## Data records
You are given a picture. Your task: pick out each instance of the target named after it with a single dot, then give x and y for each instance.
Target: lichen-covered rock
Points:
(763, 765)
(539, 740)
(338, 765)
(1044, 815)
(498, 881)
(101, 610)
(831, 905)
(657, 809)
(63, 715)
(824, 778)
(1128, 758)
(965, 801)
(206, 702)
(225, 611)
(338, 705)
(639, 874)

## Directions
Output the records above exactly, from their first line through the line that contains "Target: lichen-covered rock", and add nothing.

## Result of the task
You are given a picture. Your task: pick out each instance of the target named after it with a single dot, then give x and y for each instance.
Target: lichen-covered rock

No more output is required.